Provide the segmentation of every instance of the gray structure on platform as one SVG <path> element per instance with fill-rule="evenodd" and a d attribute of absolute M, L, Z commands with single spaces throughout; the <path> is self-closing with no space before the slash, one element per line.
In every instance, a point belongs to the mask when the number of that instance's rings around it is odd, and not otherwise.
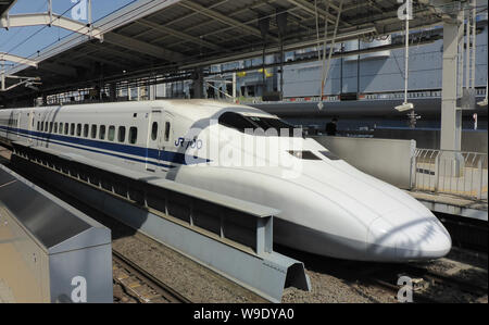
<path fill-rule="evenodd" d="M 0 165 L 0 301 L 112 302 L 111 232 Z"/>

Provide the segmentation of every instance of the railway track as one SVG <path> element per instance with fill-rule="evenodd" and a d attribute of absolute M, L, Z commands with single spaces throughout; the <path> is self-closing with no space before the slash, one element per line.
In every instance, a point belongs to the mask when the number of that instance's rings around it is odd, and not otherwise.
<path fill-rule="evenodd" d="M 114 282 L 124 288 L 126 295 L 137 301 L 141 303 L 191 302 L 120 252 L 113 250 L 112 259 Z"/>
<path fill-rule="evenodd" d="M 486 273 L 487 275 L 487 273 Z M 476 301 L 488 295 L 487 282 L 476 284 L 471 279 L 461 279 L 455 276 L 447 275 L 423 266 L 403 264 L 379 268 L 373 268 L 363 272 L 365 280 L 378 286 L 396 297 L 401 288 L 397 284 L 401 276 L 408 276 L 413 279 L 413 302 L 415 303 L 441 303 L 448 302 L 444 292 L 452 292 L 453 296 L 469 296 Z M 456 292 L 456 293 L 453 293 Z M 450 300 L 449 300 L 450 301 Z"/>

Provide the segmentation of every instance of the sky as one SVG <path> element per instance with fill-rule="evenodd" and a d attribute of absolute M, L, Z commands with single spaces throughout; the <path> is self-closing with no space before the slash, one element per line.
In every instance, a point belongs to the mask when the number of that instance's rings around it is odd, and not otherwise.
<path fill-rule="evenodd" d="M 57 14 L 64 13 L 63 16 L 65 17 L 77 18 L 86 23 L 87 21 L 84 20 L 84 16 L 80 16 L 82 11 L 74 10 L 83 7 L 84 3 L 79 5 L 79 1 L 88 0 L 52 0 L 53 12 Z M 93 22 L 135 1 L 92 0 Z M 47 11 L 48 0 L 17 0 L 16 4 L 10 11 L 10 15 Z M 43 28 L 43 26 L 15 27 L 10 28 L 10 30 L 0 29 L 0 52 L 35 60 L 39 50 L 58 42 L 70 34 L 72 32 L 59 27 Z"/>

# # # # # # #

• ЗАДАНИЕ: Перепишите все записи, заменив в них «Provide» на «Return» и ничего больше не меняя. Изображения в ответ не включайте.

• РЕЗУЛЬТАТ УПРАЖНЕНИЯ:
Return the segmentation of every instance of the gray structure on platform as one SVG <path> element per instance with fill-rule="evenodd" and a d attribute of absolute M, L, Z commands with single spaces throughout; the <path> is self-closing with no space before the slash, one element per line.
In every instance, a point belongs to the mask when the number of that instance's rings around it is odd, and not otherwise.
<path fill-rule="evenodd" d="M 0 165 L 0 301 L 112 302 L 111 232 Z"/>

Return the segmentation of every instance of the railway track as one SVG <path> element per instance with fill-rule="evenodd" and a d attribute of absolute M, L, Z commands with single spaces throughout; the <path> is self-closing with no space before the slash, one element per line.
In every instance, a point belongs to the mask when the number of that instance's rings around it is odd, and not otherwise.
<path fill-rule="evenodd" d="M 114 282 L 124 288 L 126 295 L 137 301 L 141 303 L 191 302 L 120 252 L 113 250 L 112 259 Z"/>
<path fill-rule="evenodd" d="M 486 273 L 487 275 L 487 273 Z M 476 301 L 488 295 L 487 282 L 476 284 L 471 279 L 461 279 L 455 276 L 447 275 L 423 266 L 403 264 L 379 268 L 373 268 L 363 272 L 365 280 L 378 286 L 396 297 L 401 288 L 397 284 L 401 276 L 408 276 L 413 279 L 413 302 L 415 303 L 441 303 L 448 302 L 444 292 L 452 292 L 453 296 L 469 296 Z M 456 292 L 456 293 L 453 293 Z M 450 300 L 449 300 L 450 301 Z"/>

Return the segmentation of every instance of the sky as one SVG <path> element per instance with fill-rule="evenodd" and a d attribute of absolute M, L, Z commands with single spaces throughout; the <path> is self-closing with no space before the slash, one element per line.
In every instance, a point belongs to the mask when the number of that instance's rings around it is odd, and not otherwise.
<path fill-rule="evenodd" d="M 57 14 L 64 13 L 63 16 L 65 17 L 77 18 L 86 23 L 87 21 L 84 20 L 84 16 L 80 16 L 82 11 L 74 10 L 83 7 L 84 3 L 79 5 L 79 1 L 88 0 L 52 0 L 53 12 Z M 93 22 L 135 1 L 92 0 Z M 47 11 L 48 0 L 17 0 L 16 4 L 10 11 L 10 15 Z M 43 28 L 43 26 L 15 27 L 10 28 L 10 30 L 0 29 L 0 52 L 35 60 L 39 50 L 58 42 L 70 34 L 72 32 L 59 27 Z"/>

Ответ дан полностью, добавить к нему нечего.